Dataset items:
********

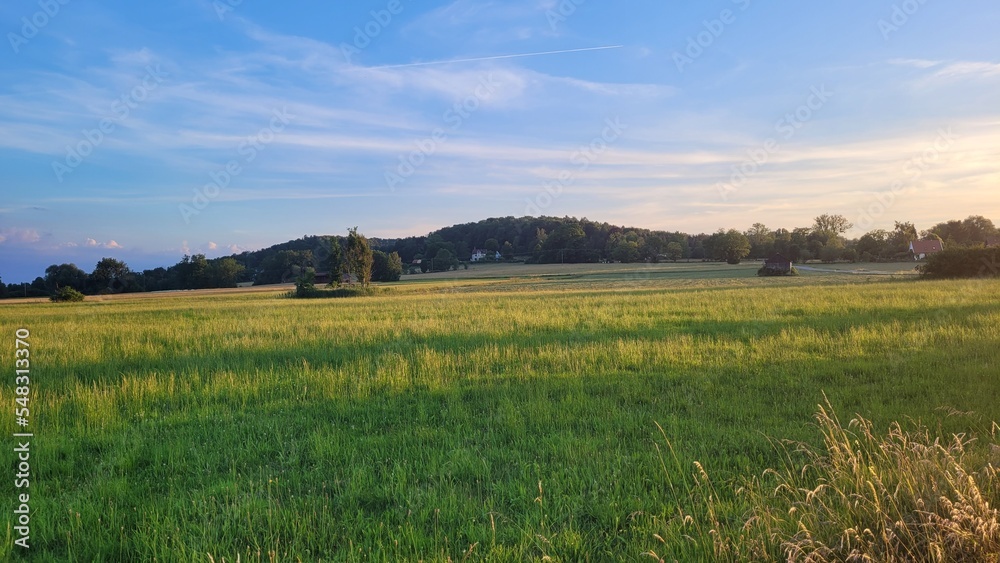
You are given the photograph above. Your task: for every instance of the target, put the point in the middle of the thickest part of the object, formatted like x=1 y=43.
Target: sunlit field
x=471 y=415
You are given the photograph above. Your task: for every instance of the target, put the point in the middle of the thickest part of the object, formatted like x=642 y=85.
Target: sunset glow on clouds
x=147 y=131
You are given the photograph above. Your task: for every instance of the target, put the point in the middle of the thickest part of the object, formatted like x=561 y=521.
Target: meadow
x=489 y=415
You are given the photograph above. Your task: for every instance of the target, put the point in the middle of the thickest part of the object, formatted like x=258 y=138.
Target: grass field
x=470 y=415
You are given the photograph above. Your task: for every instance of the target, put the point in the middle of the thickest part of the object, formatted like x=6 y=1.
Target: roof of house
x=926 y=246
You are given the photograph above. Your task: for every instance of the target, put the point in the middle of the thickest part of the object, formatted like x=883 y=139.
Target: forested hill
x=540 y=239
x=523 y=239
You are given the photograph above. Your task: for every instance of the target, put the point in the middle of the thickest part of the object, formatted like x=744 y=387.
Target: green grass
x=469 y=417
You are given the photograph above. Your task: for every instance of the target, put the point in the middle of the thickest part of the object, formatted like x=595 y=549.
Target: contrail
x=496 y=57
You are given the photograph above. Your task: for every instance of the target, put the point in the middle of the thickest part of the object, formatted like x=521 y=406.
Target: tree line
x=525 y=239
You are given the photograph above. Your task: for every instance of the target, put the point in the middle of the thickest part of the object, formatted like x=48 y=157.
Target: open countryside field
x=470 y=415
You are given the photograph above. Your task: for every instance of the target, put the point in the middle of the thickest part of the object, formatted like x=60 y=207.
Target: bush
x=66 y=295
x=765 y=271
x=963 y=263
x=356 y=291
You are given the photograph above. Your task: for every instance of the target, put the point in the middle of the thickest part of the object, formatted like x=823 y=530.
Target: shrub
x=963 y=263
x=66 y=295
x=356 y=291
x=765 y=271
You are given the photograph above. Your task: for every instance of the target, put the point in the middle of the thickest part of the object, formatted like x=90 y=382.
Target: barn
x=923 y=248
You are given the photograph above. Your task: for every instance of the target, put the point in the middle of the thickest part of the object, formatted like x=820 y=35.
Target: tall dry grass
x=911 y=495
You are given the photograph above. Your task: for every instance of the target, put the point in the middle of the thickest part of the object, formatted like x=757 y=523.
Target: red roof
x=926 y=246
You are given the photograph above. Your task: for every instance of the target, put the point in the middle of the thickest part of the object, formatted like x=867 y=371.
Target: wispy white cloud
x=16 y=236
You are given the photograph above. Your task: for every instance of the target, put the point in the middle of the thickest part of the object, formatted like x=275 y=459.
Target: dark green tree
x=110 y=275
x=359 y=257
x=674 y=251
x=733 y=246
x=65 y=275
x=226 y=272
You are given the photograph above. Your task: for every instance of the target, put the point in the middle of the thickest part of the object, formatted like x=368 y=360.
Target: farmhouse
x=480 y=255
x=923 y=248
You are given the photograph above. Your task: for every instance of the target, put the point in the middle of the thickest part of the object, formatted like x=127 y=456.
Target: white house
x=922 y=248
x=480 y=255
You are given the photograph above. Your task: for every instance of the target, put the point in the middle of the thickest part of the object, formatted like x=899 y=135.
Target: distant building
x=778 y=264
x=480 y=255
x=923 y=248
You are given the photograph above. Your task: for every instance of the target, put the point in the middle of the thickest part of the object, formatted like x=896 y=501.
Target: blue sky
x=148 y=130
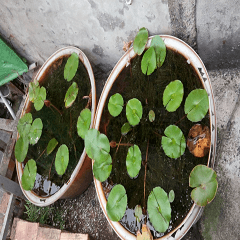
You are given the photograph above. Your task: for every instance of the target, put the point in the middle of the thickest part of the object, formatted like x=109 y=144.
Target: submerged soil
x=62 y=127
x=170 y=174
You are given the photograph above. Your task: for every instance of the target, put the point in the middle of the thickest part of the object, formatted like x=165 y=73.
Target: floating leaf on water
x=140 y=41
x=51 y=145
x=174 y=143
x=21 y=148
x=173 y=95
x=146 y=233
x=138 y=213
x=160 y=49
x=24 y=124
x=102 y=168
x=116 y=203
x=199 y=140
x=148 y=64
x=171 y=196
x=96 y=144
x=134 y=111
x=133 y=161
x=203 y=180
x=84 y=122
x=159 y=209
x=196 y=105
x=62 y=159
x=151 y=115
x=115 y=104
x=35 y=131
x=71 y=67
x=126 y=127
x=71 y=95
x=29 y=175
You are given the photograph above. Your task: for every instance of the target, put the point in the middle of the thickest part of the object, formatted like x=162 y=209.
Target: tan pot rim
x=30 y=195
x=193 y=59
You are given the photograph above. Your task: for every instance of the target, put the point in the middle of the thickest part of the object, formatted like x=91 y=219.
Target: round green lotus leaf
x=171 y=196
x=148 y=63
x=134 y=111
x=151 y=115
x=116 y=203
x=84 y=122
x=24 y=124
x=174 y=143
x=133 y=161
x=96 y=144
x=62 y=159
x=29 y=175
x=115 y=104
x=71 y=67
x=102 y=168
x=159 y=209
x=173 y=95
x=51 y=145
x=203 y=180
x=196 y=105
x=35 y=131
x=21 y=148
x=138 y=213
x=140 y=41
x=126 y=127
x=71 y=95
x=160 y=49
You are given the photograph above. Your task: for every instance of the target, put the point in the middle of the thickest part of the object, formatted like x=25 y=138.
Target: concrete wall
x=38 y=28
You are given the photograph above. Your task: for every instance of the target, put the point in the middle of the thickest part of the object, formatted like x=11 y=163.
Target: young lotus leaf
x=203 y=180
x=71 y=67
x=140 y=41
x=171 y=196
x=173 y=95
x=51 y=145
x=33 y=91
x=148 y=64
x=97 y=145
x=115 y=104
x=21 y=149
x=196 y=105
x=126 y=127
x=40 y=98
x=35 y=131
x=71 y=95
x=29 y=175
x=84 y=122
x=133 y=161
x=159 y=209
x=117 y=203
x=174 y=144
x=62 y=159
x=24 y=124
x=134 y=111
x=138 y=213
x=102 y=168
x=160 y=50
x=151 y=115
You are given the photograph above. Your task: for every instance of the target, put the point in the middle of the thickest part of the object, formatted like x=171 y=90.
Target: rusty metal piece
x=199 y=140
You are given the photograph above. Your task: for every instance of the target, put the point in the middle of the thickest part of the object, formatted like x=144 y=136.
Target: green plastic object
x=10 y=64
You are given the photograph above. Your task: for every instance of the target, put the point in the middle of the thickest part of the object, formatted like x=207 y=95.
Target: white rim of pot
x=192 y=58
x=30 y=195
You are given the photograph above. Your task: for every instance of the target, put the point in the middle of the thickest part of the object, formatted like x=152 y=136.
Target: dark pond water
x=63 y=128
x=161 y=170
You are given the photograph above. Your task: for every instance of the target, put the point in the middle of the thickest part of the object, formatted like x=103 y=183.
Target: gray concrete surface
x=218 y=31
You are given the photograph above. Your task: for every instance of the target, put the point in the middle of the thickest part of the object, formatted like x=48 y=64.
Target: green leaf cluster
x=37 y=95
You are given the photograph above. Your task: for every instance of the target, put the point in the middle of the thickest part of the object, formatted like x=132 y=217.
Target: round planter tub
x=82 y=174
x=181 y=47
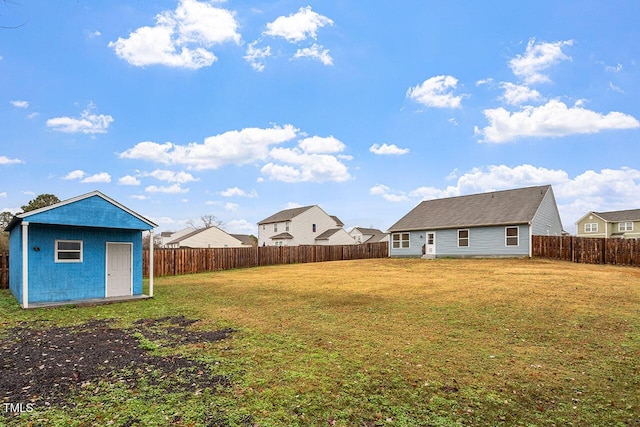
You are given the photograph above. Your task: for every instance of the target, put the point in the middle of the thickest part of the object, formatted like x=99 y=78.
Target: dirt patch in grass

********

◆ Direction ◆
Retype each entry precisely. Skip images entirely.

◆ Reply ◆
You are given the photograph above. Your task: for every instance of the target, put the point in the middle of the thickest part of the object, formatted like x=1 y=43.
Target: sunlit field
x=471 y=415
You are given the photograph above. Your task: for every instance of the target, put the point in the middle of the thickest part of the object, formatted like x=642 y=85.
Target: sunset glow on clouds
x=147 y=131
You are given the photograph above. Your task: for every instance of the target, put the point in the middle of the thickest part of the object, formatted like x=561 y=521.
Target: meadow
x=489 y=415
You are given the photograph above. Your task: for every instance of the target, put the point in the middle of the thickest part of the object, formatted like x=258 y=138.
Target: grass field
x=470 y=415
You are given the photograph above. Your task: for every instance of the target, put the point in the middle of the thickest part of the object, formatted like x=6 y=1.
Target: roof of house
x=926 y=246
You are given the photograph above. Your task: for every instance of the target, put the point in the middle of the thickest part of the object, formatted like x=883 y=139.
Target: forested hill
x=540 y=239
x=523 y=239
You are given the photograph above. Your task: for every instance of the target, put the point in the middle of the thickest part of the object, formatted like x=744 y=387.
Target: green grass
x=469 y=417
You are given the photograph above. Your task: for every instance of the target, put the point in the middle of the thickest part of the object, formatted like x=595 y=549.
Target: contrail
x=496 y=57
You are given the photograph above. Your task: for every instance of the target, put the point in the middle of the thickest part of the object, formatted like x=521 y=406.
Target: tree line
x=525 y=239
You are given the photograph above. Your task: for every instance of the target, put the point in the middle of the thickest part of the object, formatted like x=48 y=157.
Target: open countryside field
x=470 y=415
You are given the photograph above. Your task: for every instance of the target, put the point in the middle of the thickest part of the object, formatted like x=60 y=207.
Target: bush
x=66 y=295
x=765 y=271
x=963 y=263
x=356 y=291
You are given the photograph above. Your task: for every instance of the target, put the point in the middle of the thickest part of the object, formatted like x=823 y=530.
Target: shrub
x=963 y=263
x=66 y=295
x=356 y=291
x=765 y=271
You are given the photograph above. Your task: for every instance of the target, put the point in the middle of the thickest part of the object, formatted like x=90 y=382.
Target: barn
x=923 y=248
You are given the photograph above. Your task: for every instance of the target, put the point in the middle of the thickest part of the object, formatted like x=820 y=35.
Target: tall dry grass
x=911 y=495
You are given the photograph above. Your task: for every instance of the target, put the point in the middle of the thickest part of the object, formatted like x=757 y=523.
Target: red roof
x=926 y=246
You are given the photograph above. Your task: for every instance of the target, put the point in the middle of the thickest part of the object, formatted like x=867 y=371.
Target: wispy white cloud
x=16 y=236
You are given the photograph above. Your task: for every instance of the target, put the point in the middle of the thickest part of the object, formatted like x=275 y=459.
Target: dark green tree
x=110 y=275
x=359 y=257
x=674 y=251
x=733 y=246
x=65 y=275
x=226 y=272
You are given the photograph above. Your task: for every instance of the target, put the point in the middle of the thickest part of the object, formatted like x=368 y=360.
Target: farmhouse
x=480 y=255
x=923 y=248
You are given the photograph above. Your task: for every instance of the target, put the point in the middle of the thickest part of the object, formatted like x=127 y=456.
Target: white house
x=922 y=248
x=480 y=255
You are given the photograph above. Your task: for every instance of the target, put the point in the middle of the thickest part of the object, formatted like x=899 y=135.
Target: distant building
x=778 y=264
x=480 y=255
x=923 y=248
You are given the photograph above. Your task: for every instance of the target, put the point in the middle of the thickest part of the object, formatted like x=896 y=501.
Target: blue sky
x=148 y=130
You are given the photograph above. Your task: for every instance of the target, put the point in the middle of the thickest part of the object, formatted like x=109 y=144.
Target: submerged soil
x=62 y=127
x=170 y=174
You are given the photograph above. Your task: for every instance of the target, put the point in the middle of the thickest part of the object, formatted like x=165 y=73.
Target: floating leaf on water
x=140 y=41
x=51 y=145
x=174 y=143
x=21 y=148
x=173 y=95
x=146 y=233
x=138 y=213
x=160 y=49
x=24 y=124
x=102 y=168
x=116 y=203
x=199 y=140
x=148 y=64
x=171 y=196
x=96 y=144
x=134 y=111
x=133 y=161
x=203 y=180
x=84 y=122
x=159 y=209
x=196 y=105
x=62 y=159
x=151 y=115
x=115 y=104
x=35 y=131
x=71 y=67
x=126 y=127
x=71 y=95
x=29 y=175
You are given the photograph above. Your task: for every instance of the target, put the point in the middle of the thickest part of the object, formatted like x=162 y=209.
Target: tan pot rim
x=30 y=195
x=193 y=59
You are given the photograph above. Your task: for every instance of the target, put the point in the middle of the thickest part of the object, formatted like x=91 y=219.
Target: round green lotus leaf
x=171 y=196
x=148 y=63
x=134 y=111
x=151 y=115
x=116 y=203
x=84 y=122
x=24 y=124
x=174 y=143
x=133 y=161
x=96 y=144
x=62 y=159
x=29 y=175
x=115 y=104
x=71 y=67
x=102 y=168
x=159 y=209
x=173 y=95
x=51 y=145
x=203 y=180
x=196 y=105
x=35 y=131
x=21 y=148
x=138 y=213
x=140 y=41
x=126 y=127
x=71 y=95
x=160 y=49
You are given the photograph above. Your task: for every instance of the target, put the point in the middle of the thickest part of the object, formatted like x=25 y=138.
Target: concrete wall
x=38 y=28
You are given the photograph above. Your task: for every instance of the target, put the point in the middle of the thickest part of the object, formatted like x=11 y=163.
Target: young lotus leaf
x=203 y=180
x=71 y=67
x=140 y=41
x=171 y=196
x=173 y=95
x=51 y=145
x=33 y=91
x=148 y=64
x=97 y=145
x=115 y=104
x=21 y=149
x=196 y=105
x=126 y=127
x=40 y=98
x=35 y=131
x=71 y=95
x=29 y=175
x=84 y=122
x=133 y=161
x=159 y=209
x=117 y=203
x=174 y=144
x=62 y=159
x=24 y=124
x=134 y=111
x=138 y=213
x=102 y=168
x=160 y=50
x=151 y=115
You are given the photograph above. Your task: for every instance of the target, put the point in the middle of the thickest part of the object, formatted like x=171 y=90.
Target: rusty metal piece
x=199 y=140
You are given the photograph above. Your task: for every instance of the target, put the point in the middle of the thickest part of the object, formatted like x=144 y=136.
Target: green plastic object
x=10 y=64
You are given the photograph above. Your task: for every instance of the target, put the point in the middle of the thickest part of the object, formatted like x=207 y=95.
Target: white rim of pot
x=192 y=58
x=30 y=195
You are given the photograph above. Your task: for every instance of the target, put the point in the middle of the thickest part of the object, formatted like x=152 y=136.
Target: dark pond water
x=63 y=128
x=161 y=170
You are given the photograph above. Your task: for every instance of the target, put the point in the middle of the thickest part of the object, formatted like x=103 y=183.
Target: gray concrete surface
x=218 y=31
You are given the photograph above. Your task: for every instance of the target, put the point in the middle of the thickest part of the object, formatted like x=48 y=64.
Target: green leaf cluster
x=37 y=95
You are given the photograph above. Your task: for every instance of the target, put the point in the middle of the thickest part of the object, formatted like x=132 y=217.
Target: round planter tub
x=82 y=174
x=181 y=47
You are given the photograph above. Your task: for every instance of the target, put the point in the middle of the thickest part of the object, formatted like x=99 y=78.
Target: dirt patch in grass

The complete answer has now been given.